→ **Task statement**:
After locating the line that contains "of the desk" in the data below, set down exactly that line and each one after it through the line that contains "the white ceiling", and nothing more.

[Stored data entries]
########

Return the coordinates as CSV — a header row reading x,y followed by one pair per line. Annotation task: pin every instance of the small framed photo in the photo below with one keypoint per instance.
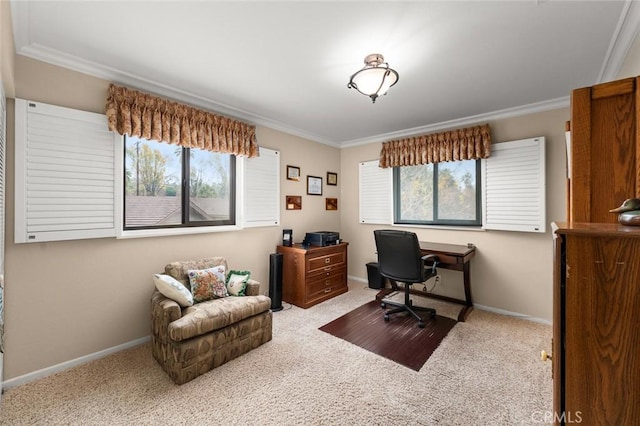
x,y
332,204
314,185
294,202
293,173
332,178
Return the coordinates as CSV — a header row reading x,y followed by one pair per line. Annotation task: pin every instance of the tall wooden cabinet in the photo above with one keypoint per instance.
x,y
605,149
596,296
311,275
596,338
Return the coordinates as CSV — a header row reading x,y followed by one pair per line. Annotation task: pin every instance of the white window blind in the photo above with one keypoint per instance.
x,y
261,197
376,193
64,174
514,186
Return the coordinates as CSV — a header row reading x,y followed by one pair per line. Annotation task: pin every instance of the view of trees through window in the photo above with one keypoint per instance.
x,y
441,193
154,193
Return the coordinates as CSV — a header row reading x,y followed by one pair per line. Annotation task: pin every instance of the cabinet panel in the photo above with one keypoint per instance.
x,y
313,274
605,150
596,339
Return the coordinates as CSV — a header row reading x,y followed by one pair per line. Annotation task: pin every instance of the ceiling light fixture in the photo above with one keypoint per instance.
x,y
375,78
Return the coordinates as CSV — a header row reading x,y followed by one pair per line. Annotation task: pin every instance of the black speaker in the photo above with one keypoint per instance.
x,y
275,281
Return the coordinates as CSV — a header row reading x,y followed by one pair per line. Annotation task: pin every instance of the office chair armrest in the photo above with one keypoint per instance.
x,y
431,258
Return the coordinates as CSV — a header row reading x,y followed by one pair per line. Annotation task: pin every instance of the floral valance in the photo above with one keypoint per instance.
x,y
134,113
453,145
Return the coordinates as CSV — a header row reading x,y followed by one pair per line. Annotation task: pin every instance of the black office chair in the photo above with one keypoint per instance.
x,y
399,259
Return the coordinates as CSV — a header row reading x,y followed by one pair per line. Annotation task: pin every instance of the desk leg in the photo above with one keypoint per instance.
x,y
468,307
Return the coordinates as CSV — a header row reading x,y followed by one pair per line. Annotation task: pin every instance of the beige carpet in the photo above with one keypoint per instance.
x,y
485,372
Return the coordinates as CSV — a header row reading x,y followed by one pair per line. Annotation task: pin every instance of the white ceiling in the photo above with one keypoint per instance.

########

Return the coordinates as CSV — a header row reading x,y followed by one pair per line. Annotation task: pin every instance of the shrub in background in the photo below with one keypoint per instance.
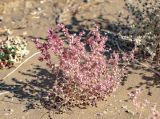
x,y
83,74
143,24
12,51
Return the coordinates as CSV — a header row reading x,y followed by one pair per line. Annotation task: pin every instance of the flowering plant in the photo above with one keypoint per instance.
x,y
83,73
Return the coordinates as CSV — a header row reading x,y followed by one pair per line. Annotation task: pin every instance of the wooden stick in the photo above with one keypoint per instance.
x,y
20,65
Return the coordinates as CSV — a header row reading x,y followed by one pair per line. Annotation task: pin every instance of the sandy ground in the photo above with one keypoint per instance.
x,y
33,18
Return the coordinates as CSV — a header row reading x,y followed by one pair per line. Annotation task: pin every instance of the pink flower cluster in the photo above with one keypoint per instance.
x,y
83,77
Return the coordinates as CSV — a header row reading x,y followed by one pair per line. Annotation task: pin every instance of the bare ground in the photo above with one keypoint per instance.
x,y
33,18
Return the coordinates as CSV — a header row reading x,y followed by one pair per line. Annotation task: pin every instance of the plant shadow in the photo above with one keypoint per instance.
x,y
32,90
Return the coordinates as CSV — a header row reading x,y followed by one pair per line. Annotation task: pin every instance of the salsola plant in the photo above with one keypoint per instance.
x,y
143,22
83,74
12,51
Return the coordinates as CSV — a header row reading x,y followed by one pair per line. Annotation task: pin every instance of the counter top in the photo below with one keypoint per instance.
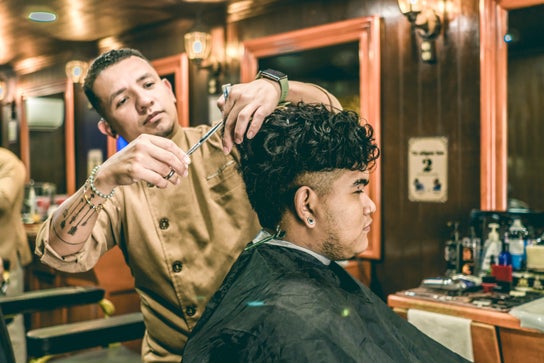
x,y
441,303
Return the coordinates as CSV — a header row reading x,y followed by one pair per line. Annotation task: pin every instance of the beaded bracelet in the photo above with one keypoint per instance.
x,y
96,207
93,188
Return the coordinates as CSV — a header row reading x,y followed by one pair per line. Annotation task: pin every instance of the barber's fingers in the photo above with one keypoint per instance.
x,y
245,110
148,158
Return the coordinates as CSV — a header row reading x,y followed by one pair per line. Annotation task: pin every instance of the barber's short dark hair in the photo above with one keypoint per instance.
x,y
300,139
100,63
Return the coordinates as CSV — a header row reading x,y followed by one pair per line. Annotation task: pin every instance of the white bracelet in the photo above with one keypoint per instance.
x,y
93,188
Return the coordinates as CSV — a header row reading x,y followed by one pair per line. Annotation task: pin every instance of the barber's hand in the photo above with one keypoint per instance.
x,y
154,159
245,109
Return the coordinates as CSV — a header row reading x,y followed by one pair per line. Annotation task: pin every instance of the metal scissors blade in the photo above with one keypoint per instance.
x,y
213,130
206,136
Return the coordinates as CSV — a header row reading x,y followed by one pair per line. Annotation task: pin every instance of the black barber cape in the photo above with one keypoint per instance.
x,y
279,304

########

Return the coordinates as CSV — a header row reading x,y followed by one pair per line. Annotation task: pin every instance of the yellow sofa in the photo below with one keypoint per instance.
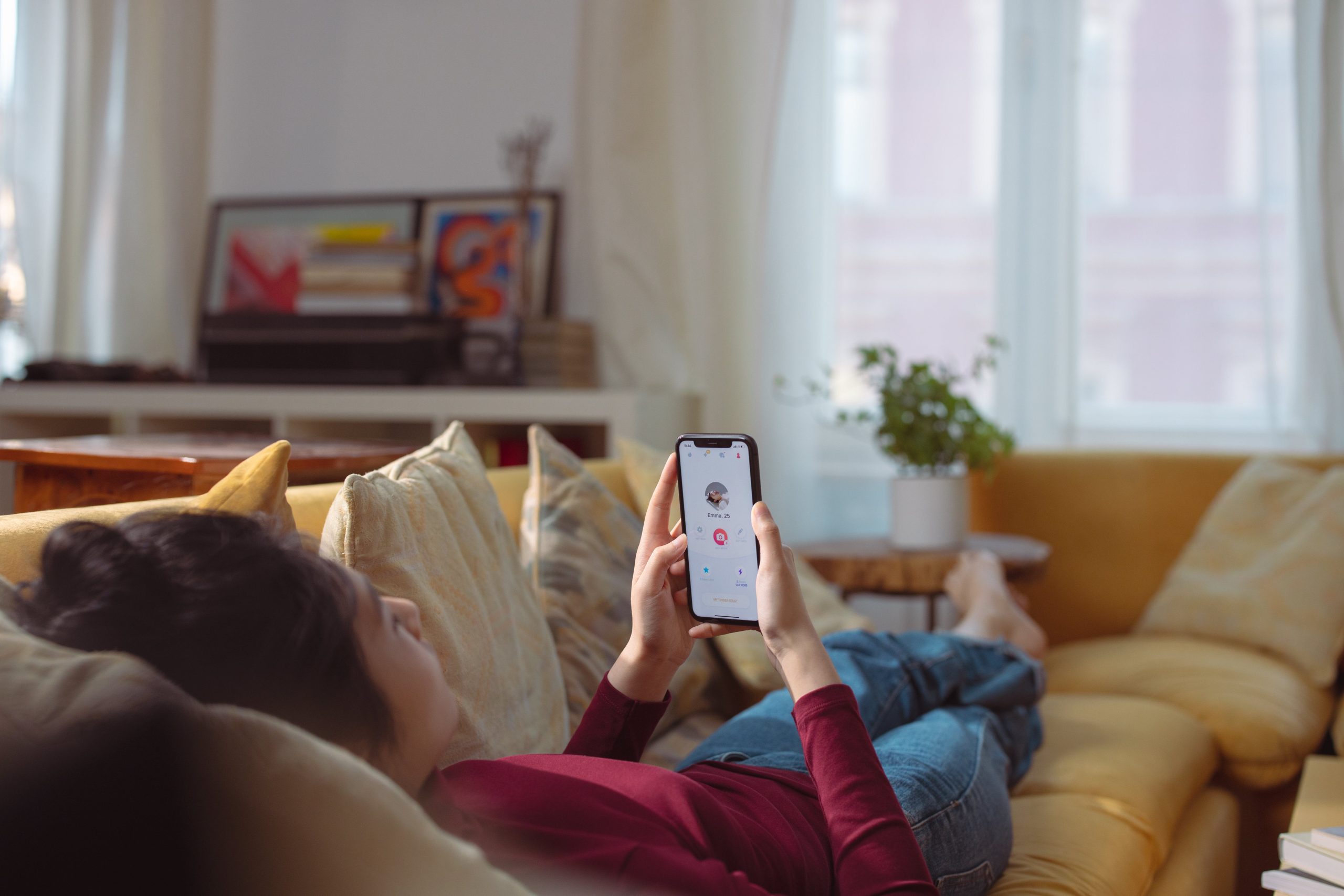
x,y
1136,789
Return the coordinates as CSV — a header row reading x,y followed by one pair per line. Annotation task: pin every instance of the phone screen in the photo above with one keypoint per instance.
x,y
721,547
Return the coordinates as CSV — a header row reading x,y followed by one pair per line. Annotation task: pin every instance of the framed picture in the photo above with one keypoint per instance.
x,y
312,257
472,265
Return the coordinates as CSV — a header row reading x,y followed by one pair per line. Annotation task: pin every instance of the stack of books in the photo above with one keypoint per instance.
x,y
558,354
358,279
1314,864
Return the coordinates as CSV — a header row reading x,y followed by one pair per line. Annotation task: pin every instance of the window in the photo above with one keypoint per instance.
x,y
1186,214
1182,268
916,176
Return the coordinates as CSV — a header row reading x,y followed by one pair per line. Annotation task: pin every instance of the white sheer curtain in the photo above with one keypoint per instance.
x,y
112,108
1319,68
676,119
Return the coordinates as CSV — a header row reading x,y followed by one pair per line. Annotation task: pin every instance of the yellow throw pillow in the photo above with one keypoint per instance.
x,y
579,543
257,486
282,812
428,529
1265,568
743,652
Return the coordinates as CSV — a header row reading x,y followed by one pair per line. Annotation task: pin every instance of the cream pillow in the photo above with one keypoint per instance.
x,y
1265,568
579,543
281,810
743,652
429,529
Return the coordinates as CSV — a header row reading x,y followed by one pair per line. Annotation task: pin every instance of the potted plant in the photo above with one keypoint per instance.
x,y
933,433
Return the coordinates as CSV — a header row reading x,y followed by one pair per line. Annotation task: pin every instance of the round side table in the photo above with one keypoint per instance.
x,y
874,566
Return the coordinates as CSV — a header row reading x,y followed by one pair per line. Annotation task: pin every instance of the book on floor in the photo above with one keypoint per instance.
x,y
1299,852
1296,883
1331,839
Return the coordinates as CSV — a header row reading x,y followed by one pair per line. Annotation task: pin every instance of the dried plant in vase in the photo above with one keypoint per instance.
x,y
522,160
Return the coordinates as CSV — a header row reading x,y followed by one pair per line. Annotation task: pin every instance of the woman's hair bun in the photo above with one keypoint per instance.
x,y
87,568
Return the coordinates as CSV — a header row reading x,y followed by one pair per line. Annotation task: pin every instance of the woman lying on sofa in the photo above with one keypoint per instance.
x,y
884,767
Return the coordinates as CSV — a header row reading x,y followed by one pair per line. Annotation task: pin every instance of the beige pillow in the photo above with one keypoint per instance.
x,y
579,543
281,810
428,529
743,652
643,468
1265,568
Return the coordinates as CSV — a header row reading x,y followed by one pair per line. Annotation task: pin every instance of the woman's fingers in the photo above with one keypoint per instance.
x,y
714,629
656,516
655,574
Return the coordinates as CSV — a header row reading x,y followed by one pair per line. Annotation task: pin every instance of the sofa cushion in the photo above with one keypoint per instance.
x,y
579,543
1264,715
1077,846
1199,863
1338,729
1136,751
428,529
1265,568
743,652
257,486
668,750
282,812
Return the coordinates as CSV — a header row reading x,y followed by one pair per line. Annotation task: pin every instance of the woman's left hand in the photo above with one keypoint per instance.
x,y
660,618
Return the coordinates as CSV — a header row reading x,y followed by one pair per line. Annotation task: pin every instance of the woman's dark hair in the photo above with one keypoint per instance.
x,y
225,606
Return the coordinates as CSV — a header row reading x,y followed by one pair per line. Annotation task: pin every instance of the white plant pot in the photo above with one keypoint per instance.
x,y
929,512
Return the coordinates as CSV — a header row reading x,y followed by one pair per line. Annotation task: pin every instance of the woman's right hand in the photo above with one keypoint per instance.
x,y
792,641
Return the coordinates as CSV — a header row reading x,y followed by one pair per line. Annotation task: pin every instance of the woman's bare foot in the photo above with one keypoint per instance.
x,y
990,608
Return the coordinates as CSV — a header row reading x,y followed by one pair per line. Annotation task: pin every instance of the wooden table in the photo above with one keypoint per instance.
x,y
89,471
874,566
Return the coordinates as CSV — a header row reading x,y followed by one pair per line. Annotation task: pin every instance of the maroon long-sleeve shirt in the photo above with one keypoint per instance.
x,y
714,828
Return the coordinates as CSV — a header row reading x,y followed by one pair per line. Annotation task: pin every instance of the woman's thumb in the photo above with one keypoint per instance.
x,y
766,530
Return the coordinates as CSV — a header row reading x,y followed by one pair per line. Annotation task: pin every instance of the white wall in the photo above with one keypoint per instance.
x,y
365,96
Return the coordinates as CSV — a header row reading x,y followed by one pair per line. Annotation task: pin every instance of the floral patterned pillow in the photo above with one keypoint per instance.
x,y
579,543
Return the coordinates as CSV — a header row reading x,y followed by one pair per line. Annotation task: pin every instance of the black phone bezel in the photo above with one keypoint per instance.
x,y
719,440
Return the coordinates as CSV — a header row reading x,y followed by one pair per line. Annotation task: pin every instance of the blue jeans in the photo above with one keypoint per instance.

########

→ **Solution for this exercise**:
Return the coordinates as CSV — a header row reading x,y followed by one pair per line. Annotation task: pin every instance of the desk leg in the photo above with one keypoint per instance.
x,y
468,307
Return the coordinates as CSV — a header row reading x,y followed by one pair per line. Annotation task: pin every instance of the beige carpet in the photo above with one keypoint per instance.
x,y
485,372
Return the coordinates as CSV — a header row reading x,y followed by one pair per line. Annotation task: pin every instance of the white ceiling in the photo above with one keypoint per instance.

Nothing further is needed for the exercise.